Please retype the material below word for word, keeping every line.
-.-.-
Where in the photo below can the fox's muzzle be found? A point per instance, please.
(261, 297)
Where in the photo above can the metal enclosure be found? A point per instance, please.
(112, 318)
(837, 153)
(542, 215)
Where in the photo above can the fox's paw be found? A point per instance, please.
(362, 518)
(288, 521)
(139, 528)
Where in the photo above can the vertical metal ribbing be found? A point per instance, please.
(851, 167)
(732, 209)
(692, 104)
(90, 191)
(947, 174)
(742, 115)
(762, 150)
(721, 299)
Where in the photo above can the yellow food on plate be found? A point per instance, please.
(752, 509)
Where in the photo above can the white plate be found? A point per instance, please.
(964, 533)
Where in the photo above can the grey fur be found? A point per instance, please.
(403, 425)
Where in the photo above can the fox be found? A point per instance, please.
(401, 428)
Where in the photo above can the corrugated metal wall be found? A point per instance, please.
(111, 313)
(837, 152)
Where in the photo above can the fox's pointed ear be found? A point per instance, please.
-.-.-
**RESULT**
Where in the photo below can the fox's muzzle be found? A point per instance, please.
(261, 297)
Where in the photo above can the metal enclosure be found? A point per instance, please.
(112, 318)
(837, 153)
(542, 215)
Where in the photo above can the fox's paw be found? A point per instance, please.
(362, 518)
(288, 521)
(139, 528)
Where in the photo above can the vertical metal ribbing be found? A point per instance, please.
(851, 167)
(732, 209)
(692, 104)
(90, 191)
(947, 174)
(742, 115)
(762, 150)
(721, 299)
Where in the photo above can the yellow food on plate be found? A point per instance, please.
(752, 509)
Where in the photo above can the white plate be found? A point per instance, please.
(964, 533)
Where in the photo above can the grey fur be found? A point per instance, please.
(403, 425)
Where in the photo above can the fox be found? A point per instance, please.
(401, 428)
Where in the photo above can the corrugated metal wall be found? A point per instance, please.
(111, 313)
(837, 152)
Where in the photo above can the fox's pointed ear be found? A point per instance, please.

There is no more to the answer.